YOUR INSTRUCTIONS: Copy every line of the records below word for word, with no changes.

========================================================================

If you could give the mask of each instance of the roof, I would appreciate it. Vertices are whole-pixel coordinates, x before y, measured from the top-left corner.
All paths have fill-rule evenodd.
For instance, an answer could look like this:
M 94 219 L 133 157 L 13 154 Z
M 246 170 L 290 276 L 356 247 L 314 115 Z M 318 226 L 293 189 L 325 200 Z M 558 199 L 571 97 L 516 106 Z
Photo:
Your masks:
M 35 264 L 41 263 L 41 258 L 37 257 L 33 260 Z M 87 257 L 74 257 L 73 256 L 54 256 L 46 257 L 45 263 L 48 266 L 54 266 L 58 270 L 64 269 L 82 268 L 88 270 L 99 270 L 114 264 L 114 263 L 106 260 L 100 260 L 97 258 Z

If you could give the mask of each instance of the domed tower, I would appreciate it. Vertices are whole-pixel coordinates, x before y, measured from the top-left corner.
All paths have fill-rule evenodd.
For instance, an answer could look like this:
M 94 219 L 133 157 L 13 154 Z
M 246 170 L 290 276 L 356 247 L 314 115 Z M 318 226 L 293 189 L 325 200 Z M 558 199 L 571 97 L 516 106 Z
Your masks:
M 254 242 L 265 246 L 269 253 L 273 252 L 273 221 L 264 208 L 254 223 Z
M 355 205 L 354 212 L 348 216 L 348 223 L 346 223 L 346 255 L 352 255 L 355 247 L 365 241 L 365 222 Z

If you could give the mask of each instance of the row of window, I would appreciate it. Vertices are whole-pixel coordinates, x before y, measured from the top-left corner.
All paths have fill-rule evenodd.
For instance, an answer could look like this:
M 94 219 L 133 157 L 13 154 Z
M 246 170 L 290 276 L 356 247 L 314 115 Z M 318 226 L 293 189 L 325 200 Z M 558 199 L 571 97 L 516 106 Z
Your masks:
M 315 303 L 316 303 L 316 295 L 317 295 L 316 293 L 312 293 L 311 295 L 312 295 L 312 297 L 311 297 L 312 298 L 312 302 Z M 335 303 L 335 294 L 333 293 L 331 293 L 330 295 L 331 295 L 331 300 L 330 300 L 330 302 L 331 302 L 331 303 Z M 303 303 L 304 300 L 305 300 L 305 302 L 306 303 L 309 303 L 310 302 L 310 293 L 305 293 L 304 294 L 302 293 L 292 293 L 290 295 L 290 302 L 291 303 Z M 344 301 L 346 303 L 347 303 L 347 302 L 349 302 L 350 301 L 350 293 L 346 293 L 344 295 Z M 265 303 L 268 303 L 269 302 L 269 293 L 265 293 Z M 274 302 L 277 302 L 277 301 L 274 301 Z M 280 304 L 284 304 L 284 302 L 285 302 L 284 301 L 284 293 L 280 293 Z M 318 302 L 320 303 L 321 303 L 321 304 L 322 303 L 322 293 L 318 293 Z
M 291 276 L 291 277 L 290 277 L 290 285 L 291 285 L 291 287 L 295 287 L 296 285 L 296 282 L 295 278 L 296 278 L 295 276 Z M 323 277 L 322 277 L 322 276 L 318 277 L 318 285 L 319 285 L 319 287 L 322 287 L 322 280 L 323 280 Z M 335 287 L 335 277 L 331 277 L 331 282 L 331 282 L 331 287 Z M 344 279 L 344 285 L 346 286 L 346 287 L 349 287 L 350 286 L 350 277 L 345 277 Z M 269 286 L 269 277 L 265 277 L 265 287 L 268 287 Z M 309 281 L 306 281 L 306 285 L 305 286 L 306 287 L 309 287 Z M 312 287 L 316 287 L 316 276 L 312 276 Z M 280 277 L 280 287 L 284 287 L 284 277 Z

========================================================================

RESULT:
If you could give the mask of each instance of the roof, I would appreciate it. Vertices are whole-pixel coordinates, x before y, measured from the top-left corner.
All paths have fill-rule evenodd.
For instance, an answer could look like this:
M 94 219 L 133 157 L 13 154 Z
M 246 170 L 290 276 L 356 247 L 314 115 Z M 318 226 L 293 189 L 325 200 Z M 558 199 L 571 97 L 516 106 Z
Photo:
Your masks:
M 35 264 L 41 263 L 41 258 L 37 257 L 33 260 Z M 87 257 L 74 257 L 73 256 L 54 256 L 46 257 L 45 263 L 48 266 L 54 266 L 58 270 L 64 269 L 82 268 L 88 270 L 99 270 L 114 264 L 114 263 L 106 260 L 100 260 L 97 258 Z

If you could give the mask of each instance of the domed tower, I would appreciate it. Vertices are whole-pixel coordinates, x before y, measured from the top-left corner.
All paths have fill-rule evenodd.
For instance, an answer could look like this:
M 94 219 L 133 157 L 13 154 Z
M 246 170 L 290 276 L 356 247 L 314 115 Z M 318 226 L 293 189 L 325 200 Z M 558 199 L 571 97 L 516 106 Z
Your masks:
M 254 242 L 265 246 L 269 253 L 273 252 L 273 221 L 264 208 L 254 223 Z
M 355 205 L 354 212 L 348 216 L 348 223 L 346 223 L 346 255 L 352 255 L 355 247 L 365 241 L 365 222 Z

If you could give the mask of each instance of the row of window, I would appreciate it. Vertices are whole-pixel coordinates, x before y, measured from the top-left corner.
All paths have fill-rule evenodd.
For instance, an answer could look like this:
M 94 219 L 133 157 L 13 154 Z
M 246 170 L 290 276 L 356 247 L 314 115 Z M 318 226 L 293 189 L 325 200 Z M 558 199 L 571 97 L 516 106 Z
Your masks:
M 315 303 L 316 303 L 316 295 L 317 295 L 316 293 L 312 293 L 311 295 L 312 295 L 312 297 L 311 297 L 312 298 L 312 302 Z M 335 303 L 335 294 L 333 293 L 331 293 L 330 295 L 331 295 L 331 300 L 330 300 L 330 302 L 331 302 L 331 303 Z M 303 303 L 304 300 L 305 300 L 305 302 L 306 303 L 309 303 L 310 302 L 310 293 L 305 293 L 304 294 L 302 293 L 292 293 L 290 295 L 290 302 L 291 303 Z M 344 301 L 346 303 L 347 303 L 347 302 L 349 302 L 350 301 L 350 293 L 346 293 L 344 295 Z M 265 303 L 268 303 L 269 302 L 269 293 L 265 293 Z M 274 302 L 277 302 L 277 301 L 274 301 Z M 280 304 L 284 304 L 284 302 L 285 302 L 284 301 L 284 293 L 280 293 Z M 318 302 L 320 303 L 321 303 L 321 304 L 322 303 L 322 293 L 318 293 Z
M 291 276 L 291 277 L 290 277 L 290 285 L 291 285 L 291 287 L 295 287 L 296 285 L 296 282 L 295 278 L 296 278 L 295 276 Z M 323 277 L 322 277 L 322 276 L 318 277 L 318 285 L 319 285 L 319 287 L 322 287 L 322 280 L 323 280 Z M 335 287 L 335 277 L 331 277 L 331 282 L 331 282 L 331 287 Z M 344 279 L 344 285 L 346 286 L 346 287 L 349 287 L 350 286 L 350 277 L 345 277 Z M 269 286 L 269 277 L 265 277 L 265 287 L 268 287 Z M 309 281 L 306 281 L 306 285 L 305 286 L 306 287 L 309 287 Z M 312 287 L 316 287 L 316 276 L 312 276 Z M 280 277 L 280 287 L 284 287 L 284 277 Z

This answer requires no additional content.